Supongo que la periodista se habrá quedado satisfecha tras dejar a 30 personas en la calle y, al menos, a tres empresarias en la más absoluta ruina tras la cuantiosa sanción impuesta en nombre de la Justicia Social –el programa da a entender que facilitó a Trabajo la ubicación de los talleres. Se trata, sin duda, de un acto inmoral, no sólo por sus consecuencias sino por los medios empleados. Y es que los periodistas de Diario de..., haciéndose pasar por falsos empresarios, descubrieron sus fuentes al denunciar dichos talleres, lo cual viola la ética periodística.
Pero es que, además, la demagogia de Milá es más sangrante si se tiene en cuenta que el mismo reportaje muestra a una ladrona de cosméticos que se dedica a vender productos robados por encargo. El programa no denunció a la Policía tales prácticas delictivas, según se desprende de su visión. Es decir, que no pagar a la Seguridad Social (propiedad pública) para que tu empresa sobreviva constituye un crimen digno de ser denunciado, mientras que robar a una tienda (propiedad privada) parece estar justificado.

— LÍNEAS REGISTRADAS —
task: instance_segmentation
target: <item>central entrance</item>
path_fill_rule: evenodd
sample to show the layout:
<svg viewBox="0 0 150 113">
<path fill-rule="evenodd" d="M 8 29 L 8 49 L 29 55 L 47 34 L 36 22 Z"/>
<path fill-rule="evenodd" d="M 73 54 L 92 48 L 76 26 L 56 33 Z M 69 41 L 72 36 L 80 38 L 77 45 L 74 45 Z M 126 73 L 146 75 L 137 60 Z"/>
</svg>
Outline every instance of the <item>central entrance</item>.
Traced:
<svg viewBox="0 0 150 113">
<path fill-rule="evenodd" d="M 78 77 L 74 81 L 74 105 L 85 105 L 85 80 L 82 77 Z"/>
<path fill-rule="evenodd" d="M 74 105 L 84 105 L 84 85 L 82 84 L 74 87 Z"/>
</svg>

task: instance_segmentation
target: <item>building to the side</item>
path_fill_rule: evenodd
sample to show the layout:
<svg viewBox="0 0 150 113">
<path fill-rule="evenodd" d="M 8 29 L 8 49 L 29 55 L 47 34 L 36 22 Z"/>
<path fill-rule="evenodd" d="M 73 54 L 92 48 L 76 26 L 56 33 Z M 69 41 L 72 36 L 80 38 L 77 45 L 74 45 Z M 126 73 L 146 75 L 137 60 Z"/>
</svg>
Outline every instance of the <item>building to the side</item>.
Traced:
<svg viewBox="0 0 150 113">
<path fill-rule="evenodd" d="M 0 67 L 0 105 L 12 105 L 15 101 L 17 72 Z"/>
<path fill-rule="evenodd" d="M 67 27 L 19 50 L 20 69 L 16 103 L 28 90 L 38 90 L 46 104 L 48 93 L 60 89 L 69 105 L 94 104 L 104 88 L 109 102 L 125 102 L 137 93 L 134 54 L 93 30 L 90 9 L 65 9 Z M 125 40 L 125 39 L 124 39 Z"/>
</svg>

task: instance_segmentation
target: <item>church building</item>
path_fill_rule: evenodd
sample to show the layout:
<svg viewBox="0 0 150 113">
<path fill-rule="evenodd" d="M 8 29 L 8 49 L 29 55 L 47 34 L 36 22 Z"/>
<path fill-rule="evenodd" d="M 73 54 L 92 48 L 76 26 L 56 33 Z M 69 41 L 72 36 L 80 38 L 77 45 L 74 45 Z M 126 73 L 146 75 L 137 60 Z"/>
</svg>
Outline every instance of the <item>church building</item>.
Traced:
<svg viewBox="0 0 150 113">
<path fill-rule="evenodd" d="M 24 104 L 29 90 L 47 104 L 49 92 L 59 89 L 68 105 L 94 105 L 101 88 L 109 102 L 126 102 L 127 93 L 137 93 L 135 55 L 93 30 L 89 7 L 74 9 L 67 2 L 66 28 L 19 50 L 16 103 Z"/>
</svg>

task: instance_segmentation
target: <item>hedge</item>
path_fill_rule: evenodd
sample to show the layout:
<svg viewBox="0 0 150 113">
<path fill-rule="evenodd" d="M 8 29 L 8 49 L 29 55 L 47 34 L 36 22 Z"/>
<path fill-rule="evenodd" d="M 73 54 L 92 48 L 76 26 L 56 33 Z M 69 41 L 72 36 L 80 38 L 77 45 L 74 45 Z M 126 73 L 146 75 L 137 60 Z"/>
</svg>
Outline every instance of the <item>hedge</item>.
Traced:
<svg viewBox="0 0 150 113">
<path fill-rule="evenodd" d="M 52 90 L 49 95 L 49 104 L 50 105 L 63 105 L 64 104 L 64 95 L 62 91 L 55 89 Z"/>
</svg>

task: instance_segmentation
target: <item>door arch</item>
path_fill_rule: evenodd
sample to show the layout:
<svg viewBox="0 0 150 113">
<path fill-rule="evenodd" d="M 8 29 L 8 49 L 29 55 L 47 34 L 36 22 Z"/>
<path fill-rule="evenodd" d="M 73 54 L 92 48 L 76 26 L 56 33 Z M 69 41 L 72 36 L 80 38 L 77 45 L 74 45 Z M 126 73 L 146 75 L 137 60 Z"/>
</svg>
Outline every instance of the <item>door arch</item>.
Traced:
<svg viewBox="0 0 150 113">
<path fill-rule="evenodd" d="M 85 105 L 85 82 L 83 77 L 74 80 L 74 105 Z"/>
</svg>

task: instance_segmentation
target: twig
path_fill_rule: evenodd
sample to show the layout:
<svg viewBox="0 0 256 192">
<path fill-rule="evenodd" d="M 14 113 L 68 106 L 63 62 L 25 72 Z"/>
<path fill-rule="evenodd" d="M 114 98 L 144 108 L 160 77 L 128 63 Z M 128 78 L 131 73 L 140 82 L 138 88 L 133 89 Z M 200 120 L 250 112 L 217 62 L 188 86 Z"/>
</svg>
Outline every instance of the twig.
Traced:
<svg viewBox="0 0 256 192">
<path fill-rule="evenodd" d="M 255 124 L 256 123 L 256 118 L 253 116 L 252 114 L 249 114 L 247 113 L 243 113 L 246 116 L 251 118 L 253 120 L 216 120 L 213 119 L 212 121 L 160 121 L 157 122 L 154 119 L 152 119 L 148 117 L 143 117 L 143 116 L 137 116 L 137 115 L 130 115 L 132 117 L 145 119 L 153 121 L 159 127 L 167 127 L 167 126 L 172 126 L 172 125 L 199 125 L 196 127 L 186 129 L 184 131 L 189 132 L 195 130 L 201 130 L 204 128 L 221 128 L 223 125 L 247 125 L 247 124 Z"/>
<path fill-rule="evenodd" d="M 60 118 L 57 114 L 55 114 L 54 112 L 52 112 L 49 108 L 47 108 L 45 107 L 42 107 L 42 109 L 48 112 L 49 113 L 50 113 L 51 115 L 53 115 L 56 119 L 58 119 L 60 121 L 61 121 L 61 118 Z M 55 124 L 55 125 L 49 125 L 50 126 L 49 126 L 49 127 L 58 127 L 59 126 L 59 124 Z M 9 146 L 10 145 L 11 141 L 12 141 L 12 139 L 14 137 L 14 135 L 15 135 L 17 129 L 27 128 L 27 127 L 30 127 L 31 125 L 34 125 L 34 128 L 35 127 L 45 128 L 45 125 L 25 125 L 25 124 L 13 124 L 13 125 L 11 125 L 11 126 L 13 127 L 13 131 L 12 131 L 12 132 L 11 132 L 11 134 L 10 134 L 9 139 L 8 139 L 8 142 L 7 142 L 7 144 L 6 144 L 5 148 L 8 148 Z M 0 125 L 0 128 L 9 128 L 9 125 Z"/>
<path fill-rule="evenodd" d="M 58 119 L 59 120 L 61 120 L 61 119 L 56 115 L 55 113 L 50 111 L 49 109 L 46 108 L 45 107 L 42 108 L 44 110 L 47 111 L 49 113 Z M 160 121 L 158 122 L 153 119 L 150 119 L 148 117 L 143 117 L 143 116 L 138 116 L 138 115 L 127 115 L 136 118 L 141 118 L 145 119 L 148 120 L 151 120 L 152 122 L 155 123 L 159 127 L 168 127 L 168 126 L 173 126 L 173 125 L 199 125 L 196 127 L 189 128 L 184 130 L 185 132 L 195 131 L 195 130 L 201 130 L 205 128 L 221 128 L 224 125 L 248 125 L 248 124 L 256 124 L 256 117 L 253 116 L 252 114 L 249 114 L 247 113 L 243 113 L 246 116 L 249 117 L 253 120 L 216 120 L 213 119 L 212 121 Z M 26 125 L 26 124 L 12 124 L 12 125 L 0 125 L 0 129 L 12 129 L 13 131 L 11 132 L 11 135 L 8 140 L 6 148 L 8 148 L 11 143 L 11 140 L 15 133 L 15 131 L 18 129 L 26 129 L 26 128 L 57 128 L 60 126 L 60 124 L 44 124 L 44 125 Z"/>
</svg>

— TAREAS PROPUESTAS —
1) Resume en dos oraciones el fragmento sobre el reportaje de Milá.
2) Continúa el fragmento sobre el reportaje de Milá a partir de su última oración.
Las líneas no tienen ninguna relación con el fragmento.

— RESPUESTAS POR TAREA —
1) El fragmento califica de acto inmoral que la periodista dejara a 30 personas en la calle y, tras una cuantiosa sanción, arruinara al menos a tres empresarias, y afirma que los periodistas de Diario de..., haciéndose pasar por falsos empresarios, violaron la ética periodística al descubrir sus fuentes cuando denunciaron los talleres. Añade que el mismo reportaje muestra a una ladrona de cosméticos que vende productos robados por encargo y que, según se desprende de su visión, el programa no denunció esas prácticas a la Policía.

2)
El problema es que el Código Penal vigente no dice lo mismo: el fraude a la Seguridad Social tan sólo es un delito (con pena de prisión) si excede los 120.000 euros (artículo 307); mientras que un hurto superior a los 400 euros conlleva una pena de prisión de seis a 18 meses (artículo 234). Milá condena al empresario y perdona al ladrón. Demagogia en estado puro.